Texto de origem ->
---------------
Apreciação do Tribunal de Primeira Instância

55.
    A título liminar, o Tribunal considera necessário esclarecer o contexto jurídico em que se inscreve o presente processo.

56.
    Os artigos 87.° CE e 88.° CE estabelecem o regime - substantivo e processual - de direito comum relativo aos auxílios de Estado.

57.
    A produção e o comércio de armas, munições e material de guerra são objecto de um regime específico contido no artigo 296.°, n.° 1, alínea b), CE, por força do qual as disposições do Tratado não obstam a que os Estados-Membros tomem, relativamente a estas actividades em especial, as medidas que considerem necessárias à protecção dos interesses essenciais da sua segurança. As armas, as munições e o material de guerra abrangidos por este regime constam da lista estabelecida pelo Conselho em 15 de Abril de 1958, referida no artigo 296.°, n.° 2, CE.

58.
---------------
Entradas ->
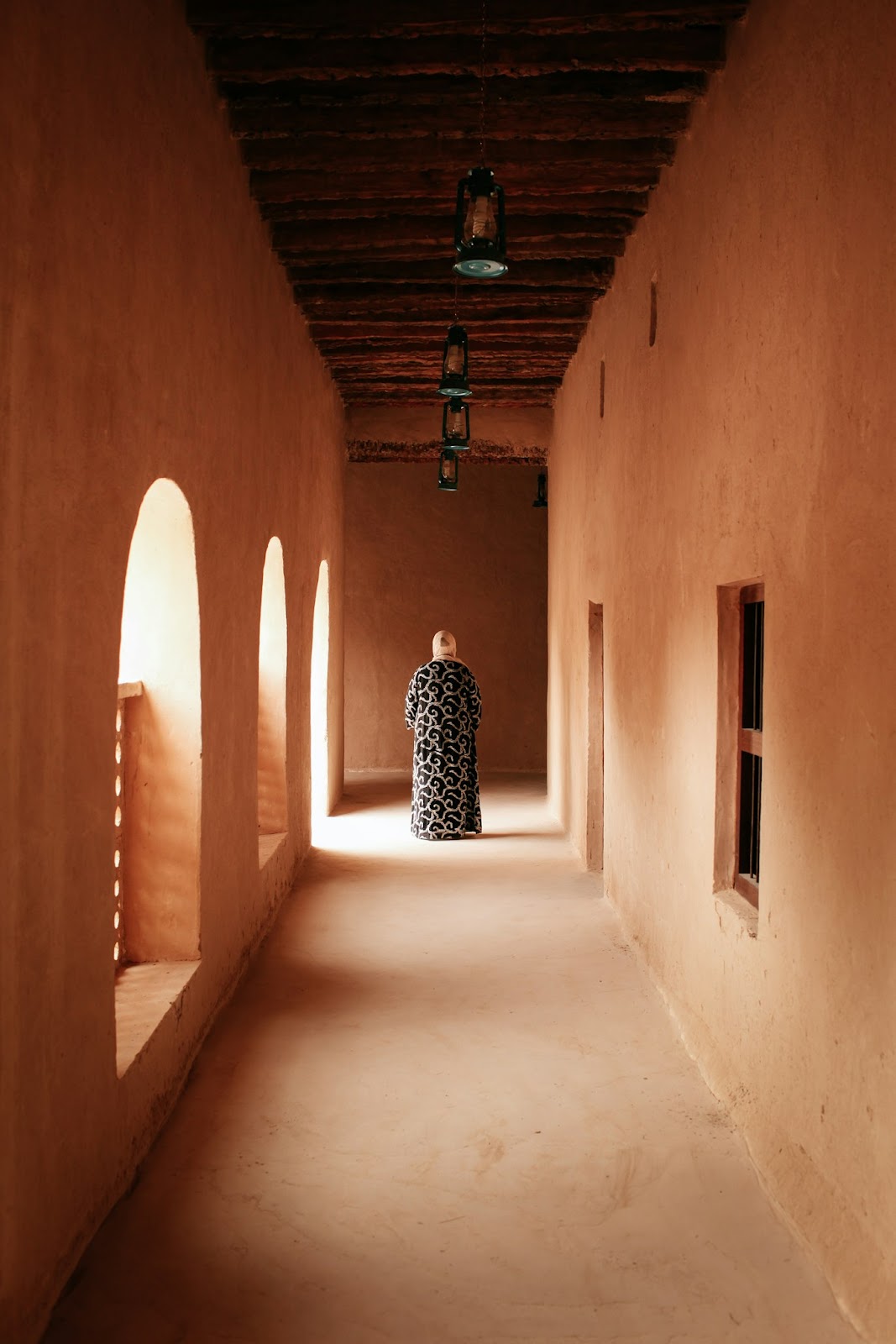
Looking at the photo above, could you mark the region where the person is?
[405,630,482,840]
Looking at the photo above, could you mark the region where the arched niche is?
[116,479,202,963]
[311,560,331,817]
[258,536,289,858]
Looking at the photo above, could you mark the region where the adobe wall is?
[0,0,344,1344]
[549,0,896,1341]
[345,467,547,771]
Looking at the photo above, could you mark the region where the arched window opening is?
[115,479,202,1074]
[258,536,289,865]
[311,560,331,824]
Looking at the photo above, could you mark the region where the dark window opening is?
[735,586,766,906]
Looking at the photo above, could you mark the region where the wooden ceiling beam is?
[250,164,659,200]
[317,334,579,352]
[193,0,747,39]
[311,313,589,334]
[287,254,614,287]
[240,136,676,173]
[287,242,626,265]
[340,387,556,407]
[347,446,548,467]
[206,29,726,81]
[271,213,632,252]
[258,192,650,220]
[230,98,690,139]
[217,70,708,105]
[302,277,594,307]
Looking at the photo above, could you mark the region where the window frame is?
[713,578,766,911]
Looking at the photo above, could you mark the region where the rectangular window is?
[735,585,766,906]
[713,583,766,907]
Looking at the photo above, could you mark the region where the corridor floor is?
[45,777,857,1344]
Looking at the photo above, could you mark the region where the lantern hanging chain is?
[479,0,486,168]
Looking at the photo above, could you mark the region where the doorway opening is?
[311,560,331,827]
[585,602,603,872]
[258,536,289,867]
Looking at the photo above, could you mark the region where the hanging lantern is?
[439,448,459,491]
[442,396,470,453]
[439,323,470,396]
[454,168,506,280]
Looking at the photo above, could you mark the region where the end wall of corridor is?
[0,0,345,1344]
[549,0,896,1341]
[345,465,548,771]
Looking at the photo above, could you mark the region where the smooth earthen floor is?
---------------
Tarefa proposta 1 -> Segundo o texto de origem, em que data o Conselho estabeleceu a lista de armas, munições e material de guerra?
Tarefa proposta 2 -> Repita, por favor, o trecho do texto de origem que vai de "A título liminar, o" a "auxílios de Estado.", incluindo ambos.
As entradas não têm aqui qualquer relevância.

Resposta 1 -> Em 15 de Abril de 1958.

Resposta 2 ->
A título liminar, o Tribunal considera necessário esclarecer o contexto jurídico em que se inscreve o presente processo.

56.
    Os artigos 87.° CE e 88.° CE estabelecem o regime - substantivo e processual - de direito comum relativo aos auxílios de Estado.